Give all of the listing again word for word, with images excluded.

Segment Open

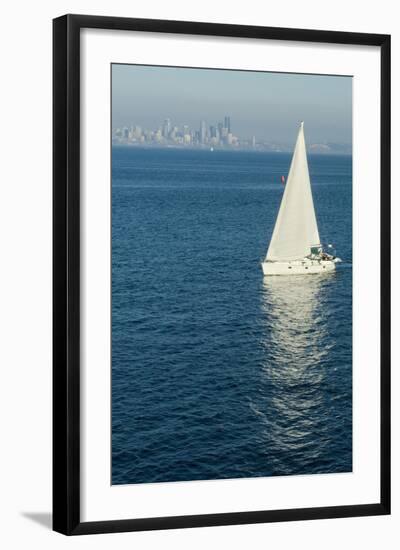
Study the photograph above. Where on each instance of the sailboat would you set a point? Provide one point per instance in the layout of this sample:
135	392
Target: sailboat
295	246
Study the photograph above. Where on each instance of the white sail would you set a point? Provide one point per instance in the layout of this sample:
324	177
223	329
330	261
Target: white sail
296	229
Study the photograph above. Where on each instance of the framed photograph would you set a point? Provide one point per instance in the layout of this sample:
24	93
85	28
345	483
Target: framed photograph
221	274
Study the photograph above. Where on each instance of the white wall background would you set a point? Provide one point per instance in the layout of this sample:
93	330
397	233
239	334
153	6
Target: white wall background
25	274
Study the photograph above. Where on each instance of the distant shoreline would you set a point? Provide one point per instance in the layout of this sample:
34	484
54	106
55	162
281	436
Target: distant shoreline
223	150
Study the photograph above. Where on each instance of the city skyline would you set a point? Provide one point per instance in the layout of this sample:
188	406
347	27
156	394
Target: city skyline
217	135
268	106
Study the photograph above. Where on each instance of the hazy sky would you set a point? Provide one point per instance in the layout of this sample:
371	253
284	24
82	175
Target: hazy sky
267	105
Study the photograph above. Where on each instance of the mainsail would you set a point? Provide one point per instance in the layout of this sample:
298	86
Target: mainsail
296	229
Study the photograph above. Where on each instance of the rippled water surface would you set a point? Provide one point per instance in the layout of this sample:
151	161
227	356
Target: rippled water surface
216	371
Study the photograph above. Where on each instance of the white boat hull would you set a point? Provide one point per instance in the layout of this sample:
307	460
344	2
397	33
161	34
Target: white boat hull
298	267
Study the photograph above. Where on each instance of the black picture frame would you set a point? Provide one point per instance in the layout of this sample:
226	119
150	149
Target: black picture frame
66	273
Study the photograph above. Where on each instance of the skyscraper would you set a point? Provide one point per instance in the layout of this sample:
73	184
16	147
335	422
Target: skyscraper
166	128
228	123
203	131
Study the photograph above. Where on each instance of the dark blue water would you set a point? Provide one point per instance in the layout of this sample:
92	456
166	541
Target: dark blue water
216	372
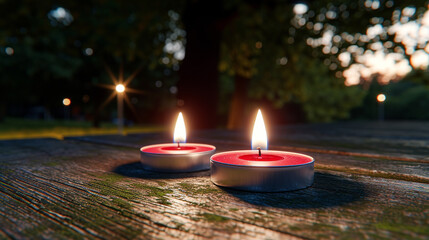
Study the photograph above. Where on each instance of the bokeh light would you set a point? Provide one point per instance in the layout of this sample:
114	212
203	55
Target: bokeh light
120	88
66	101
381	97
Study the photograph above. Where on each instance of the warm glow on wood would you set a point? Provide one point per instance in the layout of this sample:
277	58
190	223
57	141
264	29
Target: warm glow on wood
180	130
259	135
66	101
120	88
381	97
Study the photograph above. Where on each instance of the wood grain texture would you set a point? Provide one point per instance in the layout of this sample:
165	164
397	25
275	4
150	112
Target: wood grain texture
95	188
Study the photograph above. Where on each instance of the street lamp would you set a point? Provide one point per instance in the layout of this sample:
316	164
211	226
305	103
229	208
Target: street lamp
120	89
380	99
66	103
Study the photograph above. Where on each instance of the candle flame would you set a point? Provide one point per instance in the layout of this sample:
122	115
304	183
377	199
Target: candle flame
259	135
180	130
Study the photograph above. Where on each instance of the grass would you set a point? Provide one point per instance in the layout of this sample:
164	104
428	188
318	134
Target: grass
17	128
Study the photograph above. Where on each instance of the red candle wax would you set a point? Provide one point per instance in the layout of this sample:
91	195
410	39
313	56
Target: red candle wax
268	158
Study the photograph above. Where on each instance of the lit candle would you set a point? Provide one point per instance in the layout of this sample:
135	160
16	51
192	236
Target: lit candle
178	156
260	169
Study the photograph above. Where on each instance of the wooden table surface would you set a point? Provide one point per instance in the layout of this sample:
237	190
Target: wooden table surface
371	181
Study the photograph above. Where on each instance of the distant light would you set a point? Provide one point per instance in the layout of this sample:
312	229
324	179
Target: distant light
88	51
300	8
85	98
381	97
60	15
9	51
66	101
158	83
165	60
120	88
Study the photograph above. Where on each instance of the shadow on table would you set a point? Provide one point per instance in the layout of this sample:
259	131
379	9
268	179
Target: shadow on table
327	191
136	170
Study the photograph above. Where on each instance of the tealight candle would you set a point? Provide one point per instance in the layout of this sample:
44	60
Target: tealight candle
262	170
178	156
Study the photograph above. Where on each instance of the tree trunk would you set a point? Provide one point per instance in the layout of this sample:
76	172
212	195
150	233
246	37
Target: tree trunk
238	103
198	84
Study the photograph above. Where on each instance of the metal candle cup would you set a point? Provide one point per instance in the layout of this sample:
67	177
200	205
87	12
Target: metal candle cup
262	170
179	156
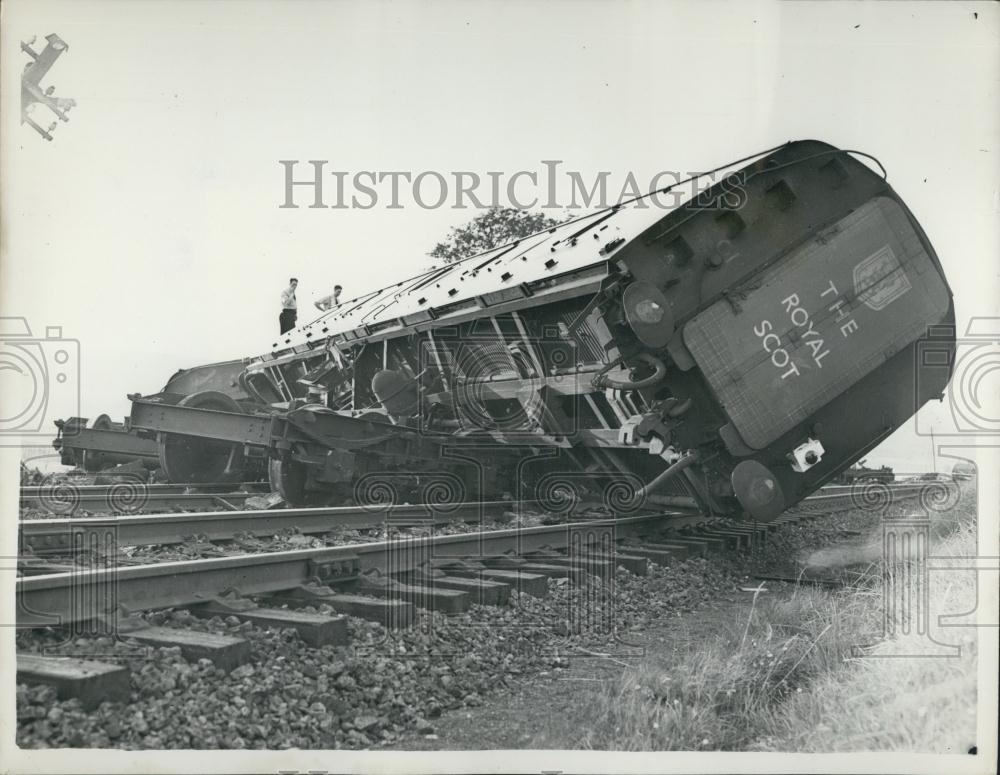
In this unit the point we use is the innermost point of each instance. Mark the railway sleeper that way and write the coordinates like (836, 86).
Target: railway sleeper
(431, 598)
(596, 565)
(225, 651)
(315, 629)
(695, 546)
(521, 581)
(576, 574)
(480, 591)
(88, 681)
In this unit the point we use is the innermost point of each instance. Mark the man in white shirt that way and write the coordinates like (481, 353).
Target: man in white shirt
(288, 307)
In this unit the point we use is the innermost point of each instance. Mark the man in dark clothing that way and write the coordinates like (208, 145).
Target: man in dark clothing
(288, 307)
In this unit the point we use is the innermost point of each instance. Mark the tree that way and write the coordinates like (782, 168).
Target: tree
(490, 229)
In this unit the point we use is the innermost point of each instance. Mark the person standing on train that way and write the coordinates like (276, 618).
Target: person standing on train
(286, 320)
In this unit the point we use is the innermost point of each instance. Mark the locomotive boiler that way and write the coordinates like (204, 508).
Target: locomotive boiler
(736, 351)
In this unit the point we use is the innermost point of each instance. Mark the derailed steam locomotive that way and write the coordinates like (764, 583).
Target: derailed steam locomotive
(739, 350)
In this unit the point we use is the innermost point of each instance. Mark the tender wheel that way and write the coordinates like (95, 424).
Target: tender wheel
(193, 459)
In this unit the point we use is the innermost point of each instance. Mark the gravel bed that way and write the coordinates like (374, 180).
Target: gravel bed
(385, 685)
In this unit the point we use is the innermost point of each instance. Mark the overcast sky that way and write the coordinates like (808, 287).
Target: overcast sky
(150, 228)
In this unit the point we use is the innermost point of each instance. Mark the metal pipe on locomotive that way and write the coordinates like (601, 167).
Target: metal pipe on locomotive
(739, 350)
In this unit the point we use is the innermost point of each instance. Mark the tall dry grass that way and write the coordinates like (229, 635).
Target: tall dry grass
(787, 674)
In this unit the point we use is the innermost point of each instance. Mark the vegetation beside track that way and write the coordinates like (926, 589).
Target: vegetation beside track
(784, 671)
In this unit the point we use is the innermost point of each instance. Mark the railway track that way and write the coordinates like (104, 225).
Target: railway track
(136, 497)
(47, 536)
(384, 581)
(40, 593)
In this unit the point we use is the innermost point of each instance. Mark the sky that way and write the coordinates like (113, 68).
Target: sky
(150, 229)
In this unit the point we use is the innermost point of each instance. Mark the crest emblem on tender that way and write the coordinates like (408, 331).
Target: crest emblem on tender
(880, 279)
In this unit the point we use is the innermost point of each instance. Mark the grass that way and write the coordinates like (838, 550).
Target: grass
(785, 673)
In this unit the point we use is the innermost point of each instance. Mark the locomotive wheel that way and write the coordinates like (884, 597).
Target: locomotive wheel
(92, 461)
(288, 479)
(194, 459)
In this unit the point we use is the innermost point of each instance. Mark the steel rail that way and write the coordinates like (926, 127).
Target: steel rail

Segment Closed

- _Answer box_:
Study the photograph above. Where on each instance of the sailboat would you set a point? Provide one point per instance in the layout of this sample:
135	392
Target: sailboat
295	246
Study the photograph above. Where on each instance of the white sail would you set a point? Provide one point per instance in the layout of this sample:
324	177
223	329
330	261
Target: white sail
296	229
Study the photograph above. Where on each instance of the framed photograph would you set a point? Provide one point per instance in the layout of this sample:
24	93
85	28
345	483
Target: framed photograph
221	274
Study the photograph above. Where on each instance of the white wall background would you set a point? Provide one point per instance in the layout of this sample:
93	330
397	233
239	334
153	6
Target: white wall background
25	274
Study the photograph above. Where on each instance of the distant shoreline would you set a point? Provide one point per instance in the layout of this sample:
34	484
54	106
55	162
281	436
Target: distant shoreline
223	150
Study the photograph above. Where on each instance of the city skyline would you set a point? Provide one point per instance in the layout of this sample:
188	406
347	27
156	394
Target: city skyline
217	135
268	106
Study the photograph above. Where on each instance of the hazy sky would you set a point? Provide one point per instance in the layout of this sample:
371	253
284	24
82	175
Target: hazy sky
267	105
Study the photograph above. Where on each instance of the mainsail would you set a point? Provide one point per instance in the layout of this sample:
298	86
Target: mainsail
296	229
Study the photograph above. Where on each instance of the rippled water surface would you set a point? Provide one point per instance in the layout of this sample:
151	161
227	356
Target: rippled water surface
216	371
Study the photograph above. Where on each instance of the white boat hull would you set a point? Provide one point per instance in the layout of this sample:
307	460
344	2
397	33
161	34
Target: white boat hull
298	267
Study the photograph above. Where on each instance of the black picture frame would you set a point? Provide one point per instance in the layout of this sample:
226	119
150	149
Target: black picture frame
66	273
Study the photograph above. Where on each instance of the skyscraper would you set a point? Provide one point per instance in the layout of this sample:
73	184
16	147
335	422
Target: skyscraper
166	128
228	123
203	131
Study the photograph above. Where on each instance of the dark blue water would you set a point? Provide one point per instance in the layout of this sample:
92	456
166	541
Target: dark blue water
216	372
Study the photograph above. Where on each instance of the bokeh light would you set a point? Provide one point per instance in the layout of this sample:
114	212
203	55
Target: bokeh light
120	88
66	101
381	97
Study the photograph above. Where on each instance of the warm glow on wood would you set a point? Provide one point per instance in the layout of this sample:
277	58
190	223
57	141
264	29
Target: warm glow on wood
180	130
259	135
66	101
120	88
381	97
Study the photograph above. Where on each instance of the wood grain texture would you set a point? Provide one point per instance in the layout of this sample:
165	164
397	25
275	4
150	112
Target: wood grain texture
95	188
Study the photograph above. Where on each instance of the street lamp would you set a point? Provide one point per instance in the layout of this sample:
316	164
211	226
305	103
229	208
Target: street lamp
120	89
380	99
66	103
Study the photograph above. Where on each instance of the candle flame would you set a point? Provide one point per instance in the layout of this sample:
122	115
304	183
377	199
Target: candle flame
259	135
180	130
Study the photograph above. Where on each instance of the grass would you set a point? Provide one point per instance in the layout of this sample:
164	104
428	188
318	134
Target: grass
17	128
Study the photograph above. Where on each instance of the red candle wax would you set a point? Provide one point per instance in the layout of this sample:
91	195
410	39
313	56
Target: red candle wax
268	158
Study the photograph above. Where on each instance of the lit candle would you set a point? Provide one point per instance in the layout of this sample:
135	160
16	51
192	236
Target: lit candle
178	156
260	169
Study the photograph above. Where on each instance of the wooden table surface would you set a point? Provide one point per instance in the layout of this sample:
237	190
Target: wooden table surface
371	181
Study the photograph above. Where on each instance of the distant light would you set a point? Provide one point per instance in the layout of this sample:
312	229
324	179
Target: distant light
88	51
300	8
85	98
381	97
60	15
9	51
66	101
158	83
165	60
120	88
Study the photograph above. Where on each instance of the shadow on table would you set a point? Provide one point per instance in the layout of this sample:
259	131
379	9
268	179
Target: shadow on table
327	191
136	170
Study the photograph above. Where on each instance of the tealight candle would you set a point? Provide one point per instance in the layout of this sample:
44	60
Target: tealight candle
262	170
178	156
Study the photograph above. Where on each instance of the tree trunk would you set a point? Provide one point per instance in the layout of this sample:
76	172
212	195
150	233
246	37
Target: tree trunk
238	103
198	84
Study the photograph above. Where on each instance of the metal candle cup would you set a point? Provide one point per instance in the layout of this sample:
67	177
200	205
87	12
Target: metal candle cup
262	170
179	156
In this unit the point we use is the innermost point of each instance. Mark the railway sleeper that way and write the coordinates like (836, 86).
Target: railway sleeper
(431, 598)
(596, 565)
(225, 651)
(315, 629)
(695, 546)
(521, 581)
(576, 574)
(480, 591)
(88, 681)
In this unit the point we use is the innermost point of each instance. Mark the man in white shirt that way and write the coordinates like (481, 353).
Target: man in white shirt
(288, 307)
In this unit the point we use is the innermost point of each instance. Mark the man in dark clothing that way and write the coordinates like (208, 145).
Target: man in dark clothing
(288, 307)
In this unit the point we use is the innermost point of each instance. Mark the tree that way and write the coordinates like (782, 168).
Target: tree
(490, 229)
In this unit the point we use is the innermost point of each instance. Mark the person standing on train that way and write the coordinates like (276, 618).
Target: person standing on train
(286, 320)
In this unit the point we use is the innermost point of each instance. Mark the locomotive boiler that way and write the coordinates like (204, 508).
Target: locomotive boiler
(736, 351)
In this unit the point we use is the innermost point of each instance. Mark the derailed steam locomotive that way and write the coordinates like (764, 583).
Target: derailed steam locomotive
(739, 350)
In this unit the point we use is the innermost point of each instance. Mark the tender wheel that way and write the coordinates like (95, 424).
Target: tender wheel
(193, 459)
In this unit the point we use is the innermost point of each instance. Mark the gravel bed that way and write the coordinates like (374, 180).
Target: gravel bed
(385, 685)
In this unit the point we use is the innermost point of each instance. Mark the overcast sky that way and write the coordinates like (808, 287).
Target: overcast sky
(150, 228)
In this unit the point we use is the innermost point of each instance. Mark the metal pipe on locomotive that way and write the coordinates like (601, 167).
Target: metal pipe on locomotive
(739, 350)
In this unit the point we use is the innermost point of each instance. Mark the tall dry grass that way and write the coordinates like (229, 635).
Target: tall dry grass
(787, 674)
In this unit the point we use is the innermost point of each instance. Mark the vegetation beside track that way and write the coordinates like (926, 589).
Target: vegetation beside track
(784, 671)
In this unit the point we use is the innermost point of each instance. Mark the railway track that way and write the coordinates like (104, 225).
Target: railway track
(136, 497)
(47, 536)
(384, 581)
(40, 593)
In this unit the point we use is the innermost point of each instance. Mark the sky that way and write the coordinates like (113, 68).
Target: sky
(150, 229)
In this unit the point we use is the innermost point of each instance. Mark the crest emblem on tender that way and write the coordinates like (408, 331).
Target: crest emblem on tender
(880, 279)
In this unit the point we use is the innermost point of each instance. Mark the grass that way and write the coordinates like (838, 550).
Target: grass
(785, 673)
In this unit the point we use is the innermost point of each instance. Mark the locomotive wheel that way and write the coordinates like (884, 597).
Target: locomotive wheel
(92, 461)
(288, 479)
(194, 459)
In this unit the point we use is the innermost point of each instance. Mark the steel rail that way and write the coordinates like (926, 127).
Target: steel rail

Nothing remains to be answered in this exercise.